• [GOAL OF THE EXERCISE]
List each line of the data below that contains the string "positive". Matches must have the same case.

• [RECORDS FOR PROCESSING]
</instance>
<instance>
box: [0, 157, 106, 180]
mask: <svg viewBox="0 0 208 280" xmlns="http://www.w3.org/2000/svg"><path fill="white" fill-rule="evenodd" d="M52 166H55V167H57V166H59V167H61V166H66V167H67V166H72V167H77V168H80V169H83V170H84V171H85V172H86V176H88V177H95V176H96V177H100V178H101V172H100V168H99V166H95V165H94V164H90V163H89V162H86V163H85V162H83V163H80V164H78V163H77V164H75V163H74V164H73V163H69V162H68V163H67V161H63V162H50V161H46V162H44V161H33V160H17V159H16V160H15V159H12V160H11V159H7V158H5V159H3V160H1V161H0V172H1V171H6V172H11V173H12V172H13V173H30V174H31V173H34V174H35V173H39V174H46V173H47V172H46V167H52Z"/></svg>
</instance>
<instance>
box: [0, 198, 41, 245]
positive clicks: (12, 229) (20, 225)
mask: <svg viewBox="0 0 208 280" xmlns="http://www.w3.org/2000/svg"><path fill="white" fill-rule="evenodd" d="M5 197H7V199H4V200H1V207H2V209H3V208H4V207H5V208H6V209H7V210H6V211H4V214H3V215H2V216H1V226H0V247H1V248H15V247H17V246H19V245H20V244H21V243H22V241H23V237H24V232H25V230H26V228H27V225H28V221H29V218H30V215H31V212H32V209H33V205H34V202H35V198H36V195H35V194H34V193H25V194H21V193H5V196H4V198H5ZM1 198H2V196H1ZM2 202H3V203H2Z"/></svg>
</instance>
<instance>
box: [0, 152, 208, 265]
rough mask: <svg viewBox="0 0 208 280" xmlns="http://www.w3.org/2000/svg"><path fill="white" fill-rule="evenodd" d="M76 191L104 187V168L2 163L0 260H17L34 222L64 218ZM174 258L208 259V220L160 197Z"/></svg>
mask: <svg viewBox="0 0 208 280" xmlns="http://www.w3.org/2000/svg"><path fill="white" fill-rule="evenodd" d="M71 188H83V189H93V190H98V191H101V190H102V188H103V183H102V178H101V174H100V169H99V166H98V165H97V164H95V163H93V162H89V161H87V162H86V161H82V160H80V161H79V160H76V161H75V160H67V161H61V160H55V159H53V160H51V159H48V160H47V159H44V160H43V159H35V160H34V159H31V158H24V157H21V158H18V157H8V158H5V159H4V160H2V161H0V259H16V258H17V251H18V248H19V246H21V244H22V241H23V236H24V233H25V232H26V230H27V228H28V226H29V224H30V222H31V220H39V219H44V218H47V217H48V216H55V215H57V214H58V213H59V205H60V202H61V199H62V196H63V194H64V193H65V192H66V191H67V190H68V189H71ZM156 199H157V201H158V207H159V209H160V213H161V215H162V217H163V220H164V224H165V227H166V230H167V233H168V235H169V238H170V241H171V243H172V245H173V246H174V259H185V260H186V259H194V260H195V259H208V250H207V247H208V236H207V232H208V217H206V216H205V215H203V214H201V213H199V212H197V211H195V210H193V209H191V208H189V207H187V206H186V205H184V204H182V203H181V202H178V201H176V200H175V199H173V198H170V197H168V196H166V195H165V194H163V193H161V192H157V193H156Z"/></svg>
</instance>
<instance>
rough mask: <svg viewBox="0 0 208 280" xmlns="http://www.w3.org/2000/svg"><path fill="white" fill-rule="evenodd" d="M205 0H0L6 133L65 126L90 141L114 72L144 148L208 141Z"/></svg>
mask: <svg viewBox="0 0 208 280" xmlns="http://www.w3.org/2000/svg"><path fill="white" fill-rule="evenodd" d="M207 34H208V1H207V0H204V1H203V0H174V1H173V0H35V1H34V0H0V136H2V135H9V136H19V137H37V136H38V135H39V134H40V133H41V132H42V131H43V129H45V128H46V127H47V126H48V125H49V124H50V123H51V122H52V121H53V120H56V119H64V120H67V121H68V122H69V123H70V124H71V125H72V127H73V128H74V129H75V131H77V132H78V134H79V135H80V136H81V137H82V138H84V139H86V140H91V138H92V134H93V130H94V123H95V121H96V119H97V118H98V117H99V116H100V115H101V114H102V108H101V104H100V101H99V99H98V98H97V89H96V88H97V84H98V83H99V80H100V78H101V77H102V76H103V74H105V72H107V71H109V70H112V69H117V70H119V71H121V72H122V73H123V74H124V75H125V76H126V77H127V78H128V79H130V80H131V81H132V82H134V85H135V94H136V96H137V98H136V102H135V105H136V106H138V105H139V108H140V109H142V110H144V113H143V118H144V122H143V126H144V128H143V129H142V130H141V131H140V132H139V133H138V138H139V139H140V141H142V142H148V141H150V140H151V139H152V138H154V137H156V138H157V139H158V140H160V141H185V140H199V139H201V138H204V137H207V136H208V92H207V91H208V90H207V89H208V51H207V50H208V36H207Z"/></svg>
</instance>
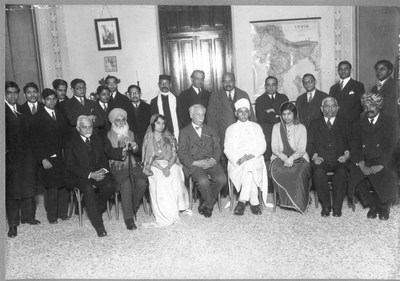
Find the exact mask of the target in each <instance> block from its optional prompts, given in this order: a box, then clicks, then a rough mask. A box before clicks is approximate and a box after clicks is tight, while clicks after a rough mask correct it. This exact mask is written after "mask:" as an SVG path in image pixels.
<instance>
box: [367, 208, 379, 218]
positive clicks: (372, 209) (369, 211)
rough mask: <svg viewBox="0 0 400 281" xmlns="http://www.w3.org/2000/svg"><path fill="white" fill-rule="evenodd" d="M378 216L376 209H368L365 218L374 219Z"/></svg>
mask: <svg viewBox="0 0 400 281" xmlns="http://www.w3.org/2000/svg"><path fill="white" fill-rule="evenodd" d="M377 214H378V208H376V207H370V208H369V211H368V213H367V218H369V219H376V215H377Z"/></svg>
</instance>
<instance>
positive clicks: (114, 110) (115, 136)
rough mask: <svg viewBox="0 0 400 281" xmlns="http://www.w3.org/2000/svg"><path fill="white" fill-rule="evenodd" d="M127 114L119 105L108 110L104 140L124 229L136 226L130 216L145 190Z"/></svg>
mask: <svg viewBox="0 0 400 281" xmlns="http://www.w3.org/2000/svg"><path fill="white" fill-rule="evenodd" d="M127 117H128V114H127V113H126V111H125V110H123V109H121V108H114V109H113V110H111V112H110V114H109V115H108V118H109V120H110V123H111V124H112V125H111V129H110V130H109V131H108V133H107V136H106V138H105V140H104V142H105V152H106V155H107V156H108V159H109V161H110V166H111V167H110V168H111V173H112V174H113V175H114V177H115V178H116V180H117V183H118V185H117V190H118V191H119V192H120V193H121V202H122V211H123V215H124V220H125V225H126V228H127V229H128V230H132V229H136V225H135V221H134V217H135V214H136V211H137V209H138V208H139V205H140V201H141V200H142V198H143V194H144V192H145V190H146V183H147V177H146V175H145V174H143V173H142V170H141V168H140V167H139V166H138V165H137V163H136V161H135V158H134V157H133V153H134V152H135V151H137V150H138V145H137V144H136V142H135V138H134V134H133V132H132V131H131V130H129V124H128V121H127ZM129 161H131V162H129Z"/></svg>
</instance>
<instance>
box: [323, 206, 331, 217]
mask: <svg viewBox="0 0 400 281" xmlns="http://www.w3.org/2000/svg"><path fill="white" fill-rule="evenodd" d="M330 214H331V208H322V211H321V216H322V217H329V215H330Z"/></svg>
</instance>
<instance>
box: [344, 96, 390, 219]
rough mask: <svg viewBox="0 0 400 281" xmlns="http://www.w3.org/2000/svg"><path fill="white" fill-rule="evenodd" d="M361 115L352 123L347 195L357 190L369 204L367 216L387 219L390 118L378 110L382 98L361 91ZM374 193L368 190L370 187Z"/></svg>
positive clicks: (389, 174)
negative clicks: (361, 96) (363, 92)
mask: <svg viewBox="0 0 400 281" xmlns="http://www.w3.org/2000/svg"><path fill="white" fill-rule="evenodd" d="M361 103H362V105H363V108H364V112H365V116H364V118H363V119H362V120H360V121H358V122H356V123H355V124H354V126H353V131H352V139H351V142H350V157H351V160H352V162H353V163H354V164H353V165H352V166H351V168H350V169H351V171H350V175H349V196H350V197H351V198H353V197H354V194H355V193H357V194H358V195H359V197H360V199H361V202H362V203H363V204H364V205H366V206H368V207H369V211H368V213H367V218H370V219H374V218H376V217H377V214H378V213H379V219H381V220H388V219H389V210H390V205H391V204H392V203H393V202H394V201H395V200H396V198H395V197H396V188H395V182H394V179H395V178H394V174H393V171H392V170H391V169H390V167H389V162H390V156H391V155H392V150H393V149H394V145H395V135H394V120H393V118H392V117H390V116H387V115H385V114H383V113H382V112H381V110H382V105H383V97H382V96H381V95H379V94H372V93H365V94H364V95H362V97H361ZM371 189H372V190H373V191H374V192H373V193H371V192H370V190H371Z"/></svg>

• [WRITTEN REPLY]
positive clicks: (12, 229) (20, 225)
positive clicks: (372, 209) (369, 211)
positive clicks: (114, 110) (115, 136)
positive clicks: (389, 174)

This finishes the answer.